EXERCISE GOAL – Your reply should be a single number, the count of lines in the records that contain the string "negative".

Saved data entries
____
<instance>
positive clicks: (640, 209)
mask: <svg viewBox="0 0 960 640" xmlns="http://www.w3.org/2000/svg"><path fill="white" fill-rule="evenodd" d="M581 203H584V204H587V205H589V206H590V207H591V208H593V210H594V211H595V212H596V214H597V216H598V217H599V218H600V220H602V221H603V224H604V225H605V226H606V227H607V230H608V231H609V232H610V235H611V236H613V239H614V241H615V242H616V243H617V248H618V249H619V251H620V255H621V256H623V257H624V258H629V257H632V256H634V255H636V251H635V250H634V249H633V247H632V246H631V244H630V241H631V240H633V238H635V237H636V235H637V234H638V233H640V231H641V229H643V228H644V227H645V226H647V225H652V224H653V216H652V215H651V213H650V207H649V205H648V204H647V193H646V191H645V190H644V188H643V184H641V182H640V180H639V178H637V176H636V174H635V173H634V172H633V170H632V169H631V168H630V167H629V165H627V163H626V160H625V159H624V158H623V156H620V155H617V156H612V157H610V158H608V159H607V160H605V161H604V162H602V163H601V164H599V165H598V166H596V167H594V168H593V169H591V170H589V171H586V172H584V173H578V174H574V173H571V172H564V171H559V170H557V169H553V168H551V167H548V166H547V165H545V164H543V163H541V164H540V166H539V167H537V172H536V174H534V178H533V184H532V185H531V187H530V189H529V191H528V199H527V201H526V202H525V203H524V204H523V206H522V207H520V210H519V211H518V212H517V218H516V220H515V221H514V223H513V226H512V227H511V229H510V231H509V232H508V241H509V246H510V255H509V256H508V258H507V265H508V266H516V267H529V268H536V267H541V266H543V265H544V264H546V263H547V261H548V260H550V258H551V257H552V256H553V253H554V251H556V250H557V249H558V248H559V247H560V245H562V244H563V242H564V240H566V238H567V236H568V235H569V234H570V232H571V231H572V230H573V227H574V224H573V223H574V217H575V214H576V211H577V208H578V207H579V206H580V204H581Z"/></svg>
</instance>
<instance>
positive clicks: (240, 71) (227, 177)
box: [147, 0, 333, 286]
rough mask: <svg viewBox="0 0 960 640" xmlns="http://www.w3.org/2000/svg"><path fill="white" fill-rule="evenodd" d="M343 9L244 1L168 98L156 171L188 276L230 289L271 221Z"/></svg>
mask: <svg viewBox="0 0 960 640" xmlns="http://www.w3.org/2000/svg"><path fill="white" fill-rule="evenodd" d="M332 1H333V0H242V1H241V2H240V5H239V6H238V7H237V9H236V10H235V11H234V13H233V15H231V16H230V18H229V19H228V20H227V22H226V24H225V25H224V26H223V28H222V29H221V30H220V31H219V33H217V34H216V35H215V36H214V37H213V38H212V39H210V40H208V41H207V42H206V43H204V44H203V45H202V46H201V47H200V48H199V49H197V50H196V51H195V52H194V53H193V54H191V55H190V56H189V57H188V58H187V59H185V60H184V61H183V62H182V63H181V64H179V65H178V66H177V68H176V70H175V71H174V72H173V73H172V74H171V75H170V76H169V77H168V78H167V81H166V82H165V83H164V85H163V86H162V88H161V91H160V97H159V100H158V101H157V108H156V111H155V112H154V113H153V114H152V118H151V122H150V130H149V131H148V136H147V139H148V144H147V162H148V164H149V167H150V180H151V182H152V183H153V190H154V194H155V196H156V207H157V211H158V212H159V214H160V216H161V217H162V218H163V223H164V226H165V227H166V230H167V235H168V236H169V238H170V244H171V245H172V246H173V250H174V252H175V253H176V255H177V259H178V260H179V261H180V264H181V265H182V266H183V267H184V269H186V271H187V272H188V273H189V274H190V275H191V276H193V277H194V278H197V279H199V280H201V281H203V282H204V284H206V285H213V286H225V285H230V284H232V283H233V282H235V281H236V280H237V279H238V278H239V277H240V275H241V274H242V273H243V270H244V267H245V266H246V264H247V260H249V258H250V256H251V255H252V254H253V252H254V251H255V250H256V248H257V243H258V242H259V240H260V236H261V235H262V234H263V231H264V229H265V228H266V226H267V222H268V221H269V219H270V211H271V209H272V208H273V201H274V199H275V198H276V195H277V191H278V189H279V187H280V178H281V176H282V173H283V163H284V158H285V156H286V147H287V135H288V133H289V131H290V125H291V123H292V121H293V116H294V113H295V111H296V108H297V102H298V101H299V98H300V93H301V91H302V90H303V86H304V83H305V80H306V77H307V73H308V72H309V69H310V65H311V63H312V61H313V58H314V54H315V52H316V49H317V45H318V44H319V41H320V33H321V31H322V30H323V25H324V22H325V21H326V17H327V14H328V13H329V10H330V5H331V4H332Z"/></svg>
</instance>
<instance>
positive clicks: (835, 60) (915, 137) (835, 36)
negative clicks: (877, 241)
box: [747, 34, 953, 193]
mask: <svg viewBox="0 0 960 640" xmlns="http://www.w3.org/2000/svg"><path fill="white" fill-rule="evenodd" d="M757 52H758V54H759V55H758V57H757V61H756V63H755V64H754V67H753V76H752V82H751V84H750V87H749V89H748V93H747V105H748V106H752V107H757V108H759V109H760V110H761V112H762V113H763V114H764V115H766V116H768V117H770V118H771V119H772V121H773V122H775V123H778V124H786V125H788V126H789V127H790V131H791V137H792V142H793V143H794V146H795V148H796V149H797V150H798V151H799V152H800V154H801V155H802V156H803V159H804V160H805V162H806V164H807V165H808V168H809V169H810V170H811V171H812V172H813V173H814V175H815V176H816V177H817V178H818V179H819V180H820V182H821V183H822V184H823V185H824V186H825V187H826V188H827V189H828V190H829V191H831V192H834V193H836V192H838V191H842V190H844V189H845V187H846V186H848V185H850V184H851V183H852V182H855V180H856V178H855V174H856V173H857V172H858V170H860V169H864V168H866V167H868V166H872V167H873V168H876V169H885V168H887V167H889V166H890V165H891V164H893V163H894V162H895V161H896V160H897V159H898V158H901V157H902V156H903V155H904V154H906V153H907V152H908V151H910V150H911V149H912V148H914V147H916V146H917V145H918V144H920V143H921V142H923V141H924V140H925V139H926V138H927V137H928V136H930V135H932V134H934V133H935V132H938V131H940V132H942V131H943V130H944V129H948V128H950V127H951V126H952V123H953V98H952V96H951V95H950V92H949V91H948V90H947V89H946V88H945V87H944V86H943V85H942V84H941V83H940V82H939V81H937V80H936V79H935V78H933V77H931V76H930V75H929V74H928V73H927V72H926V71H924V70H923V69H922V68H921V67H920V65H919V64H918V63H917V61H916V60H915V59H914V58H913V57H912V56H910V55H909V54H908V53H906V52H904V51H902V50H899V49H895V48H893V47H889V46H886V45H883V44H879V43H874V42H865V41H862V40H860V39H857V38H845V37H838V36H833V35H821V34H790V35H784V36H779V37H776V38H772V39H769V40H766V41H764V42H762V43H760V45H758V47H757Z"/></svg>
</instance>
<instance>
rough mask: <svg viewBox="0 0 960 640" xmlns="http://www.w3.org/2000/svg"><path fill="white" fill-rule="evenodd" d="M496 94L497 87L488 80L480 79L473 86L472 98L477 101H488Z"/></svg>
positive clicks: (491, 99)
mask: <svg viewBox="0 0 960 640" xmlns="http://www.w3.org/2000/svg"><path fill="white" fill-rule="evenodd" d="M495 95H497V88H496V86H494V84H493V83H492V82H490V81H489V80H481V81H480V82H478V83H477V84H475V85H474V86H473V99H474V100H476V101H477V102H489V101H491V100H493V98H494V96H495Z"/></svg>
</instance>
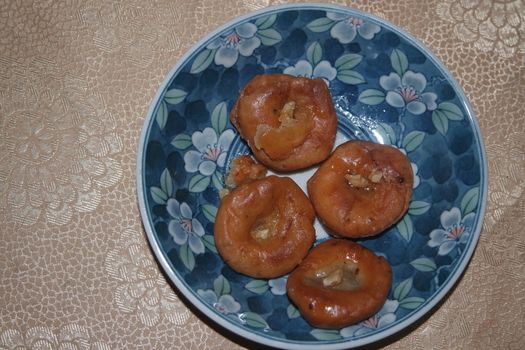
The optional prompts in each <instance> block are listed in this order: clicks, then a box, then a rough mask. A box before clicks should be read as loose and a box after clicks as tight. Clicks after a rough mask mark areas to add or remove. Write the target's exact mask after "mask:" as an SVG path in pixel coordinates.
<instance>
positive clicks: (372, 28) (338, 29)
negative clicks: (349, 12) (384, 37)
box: [326, 12, 381, 44]
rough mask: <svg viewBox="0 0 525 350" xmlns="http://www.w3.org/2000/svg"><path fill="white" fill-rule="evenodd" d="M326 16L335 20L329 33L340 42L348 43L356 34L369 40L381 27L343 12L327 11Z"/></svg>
mask: <svg viewBox="0 0 525 350" xmlns="http://www.w3.org/2000/svg"><path fill="white" fill-rule="evenodd" d="M326 17H328V18H329V19H331V20H332V21H334V22H337V23H336V24H335V25H334V26H333V27H332V29H330V35H331V36H332V38H334V39H337V40H339V42H340V43H341V44H348V43H349V42H351V41H352V40H354V38H355V37H356V35H357V34H359V36H361V37H362V38H363V39H366V40H370V39H372V38H373V37H374V35H376V34H377V33H379V31H380V30H381V27H379V26H378V25H376V24H373V23H370V22H365V21H363V20H362V19H361V18H358V17H354V16H348V15H346V14H344V13H335V12H327V13H326Z"/></svg>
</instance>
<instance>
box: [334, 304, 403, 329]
mask: <svg viewBox="0 0 525 350" xmlns="http://www.w3.org/2000/svg"><path fill="white" fill-rule="evenodd" d="M398 307H399V302H398V301H397V300H390V299H388V300H387V301H386V302H385V304H384V305H383V307H382V308H381V310H379V312H378V313H376V314H375V315H373V316H372V317H370V318H368V319H367V320H364V321H363V322H361V323H359V324H357V325H353V326H349V327H346V328H343V329H341V331H340V332H339V333H340V334H341V336H342V337H343V338H348V337H356V336H359V335H363V334H366V333H368V332H371V331H372V330H374V329H379V328H383V327H385V326H387V325H389V324H391V323H394V322H395V321H396V314H395V312H396V310H397V308H398Z"/></svg>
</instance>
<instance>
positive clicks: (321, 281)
mask: <svg viewBox="0 0 525 350" xmlns="http://www.w3.org/2000/svg"><path fill="white" fill-rule="evenodd" d="M391 284H392V270H391V267H390V264H389V263H388V261H387V260H386V259H385V258H383V257H380V256H376V255H375V254H374V253H373V252H372V251H370V250H368V249H366V248H365V247H363V246H361V245H360V244H358V243H355V242H352V241H350V240H346V239H329V240H326V241H324V242H322V243H320V244H319V245H317V246H316V247H314V248H313V249H312V250H311V251H310V253H309V254H308V255H307V256H306V258H305V259H304V260H303V261H302V262H301V264H299V266H298V267H297V268H296V269H295V270H294V271H293V272H292V273H291V274H290V275H289V276H288V280H287V285H286V289H287V293H288V297H289V298H290V299H291V300H292V302H293V303H294V304H295V305H296V306H297V308H298V309H299V312H300V313H301V315H302V316H303V317H304V318H305V319H306V320H307V321H308V322H309V323H310V324H311V325H312V326H314V327H317V328H328V329H334V328H343V327H346V326H349V325H351V324H354V323H357V322H359V321H361V320H365V319H367V318H369V317H371V316H372V315H374V314H375V313H376V312H377V311H379V310H380V309H381V307H382V306H383V304H384V303H385V301H386V298H387V296H388V292H389V290H390V287H391Z"/></svg>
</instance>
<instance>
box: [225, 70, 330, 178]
mask: <svg viewBox="0 0 525 350" xmlns="http://www.w3.org/2000/svg"><path fill="white" fill-rule="evenodd" d="M230 121H231V123H232V124H233V125H234V126H235V128H236V129H237V130H238V131H239V133H240V135H241V137H242V138H243V139H245V140H246V142H247V143H248V146H249V147H250V149H251V150H252V153H253V155H254V156H255V158H256V159H257V160H258V161H259V162H261V163H263V164H264V165H266V166H267V167H269V168H272V169H274V170H278V171H292V170H298V169H303V168H307V167H309V166H311V165H314V164H318V163H320V162H321V161H323V160H324V159H326V158H327V157H328V155H329V154H330V152H331V150H332V147H333V144H334V141H335V134H336V131H337V115H336V112H335V109H334V106H333V102H332V97H331V95H330V91H329V90H328V87H327V85H326V83H325V82H324V81H323V80H322V79H319V78H316V79H309V78H304V77H294V76H290V75H286V74H261V75H257V76H255V77H254V78H253V79H251V80H250V81H249V82H248V83H247V84H246V85H245V86H244V88H243V89H242V91H241V92H240V94H239V97H238V99H237V101H236V103H235V105H234V107H233V109H232V111H231V113H230Z"/></svg>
____
EXPECTED ANSWER – 2